====== Leestekst ======

‘Je karakter en opvoeding dwingen je tot verzet’

Siet Gravendaal-Tammens zat in de top van het Gronings verzet

Tijdens de Tweede Wereldoorlog rolde onderwijzeres Siet Gravendaal-Tammens als vanzelf in het verzet: “Ik kón niet anders dan tegen onrecht in actie komen. Eerst bracht ik een Joods kind uit mijn klas en zijn broertje onder bij een onderduik­gezin. Al gauw bracht ik ook geallieerde piloten en volwassenen onder.

Siet Gravendaal-Tammens, 2013.

Van het een kwam het ander.” Lange tijd zweeg Siet over de oorlog, maar nu is zij om; “Als mijn verhaal zorgt dat anderen zich ook tegen discriminatie verzetten, dan is dat een goede reden om het te vertellen.”

====== Getoond materiaal ======

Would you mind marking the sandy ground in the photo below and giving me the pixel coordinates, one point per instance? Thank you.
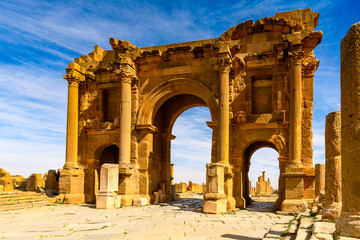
(175, 220)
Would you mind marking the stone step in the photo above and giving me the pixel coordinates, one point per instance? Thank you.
(5, 198)
(23, 205)
(16, 194)
(23, 200)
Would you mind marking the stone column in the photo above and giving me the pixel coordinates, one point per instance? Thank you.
(109, 182)
(319, 200)
(294, 175)
(215, 198)
(319, 178)
(72, 125)
(126, 188)
(348, 224)
(223, 142)
(225, 64)
(71, 182)
(295, 107)
(172, 173)
(281, 187)
(125, 122)
(332, 207)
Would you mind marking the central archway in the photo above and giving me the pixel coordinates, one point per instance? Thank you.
(164, 121)
(164, 104)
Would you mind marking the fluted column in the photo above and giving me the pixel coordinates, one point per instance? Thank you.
(125, 121)
(71, 182)
(127, 185)
(72, 124)
(295, 107)
(223, 141)
(348, 224)
(294, 173)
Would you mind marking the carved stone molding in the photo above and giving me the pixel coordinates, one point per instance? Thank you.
(309, 66)
(225, 64)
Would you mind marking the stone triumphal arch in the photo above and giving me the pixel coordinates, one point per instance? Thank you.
(257, 81)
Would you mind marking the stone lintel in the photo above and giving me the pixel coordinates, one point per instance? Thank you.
(272, 125)
(212, 125)
(294, 175)
(102, 132)
(147, 127)
(125, 171)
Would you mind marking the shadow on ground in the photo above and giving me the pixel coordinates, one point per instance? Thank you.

======

Werkinstructies:
**A)** Beantwoord de volgende vragen over het artikel over Siet Gravendaal-Tammens.
(i) Welk beroep had zij tijdens de Tweede Wereldoorlog?
(ii) Wie bracht zij als eersten onder bij een onderduikgezin?
(iii) Onder welke voorwaarde vindt zij het een goede reden om haar verhaal te vertellen?
**B)** Hervat het artikel over Siet Gravendaal-Tammens en schrijf het verder vanaf de laatste zin.

Uitgewerkte opgaven:
**A)**
(i) Zij was onderwijzeres.
(ii) Een Joods kind uit haar klas en zijn broertje.
(iii) Als haar verhaal ervoor zorgt dat anderen zich ook tegen discriminatie verzetten.

**B)**
Eigenwijs

Op 29 juli 1914 ben ik geboren op een boerderij in het Groningse Kloosterburen als oudste van acht kinderen. Op de lagere school was ik de beste van de klas, maar werd geplaagd vanwege mijn rode haar. Ik liet me hierdoor niet uit het veld slaan; ik was eigenwijs, leergierig en speelde vaak de baas. Op de HBS inspireerde een hervormde dominee mij bij catechisatie en daarom wilde ik theologie studeren. Mijn moeder raadde me dit af: “Vrouwen kunnen geen predikant worden en jij bent geen mens om de tweede viool te spelen!”

Siet Tammens, 4 jaar

Het werd onderwijs, maar er was weinig werk. Begin 1939 werd ik huisonderwijzeres van een jongen met Down syndroom bij een professorengezin in Groningen en kon bij hen inwonen. Om mijn onderwijs aan hem te perfectioneren, studeerde ik orthopedagogie en logopedie.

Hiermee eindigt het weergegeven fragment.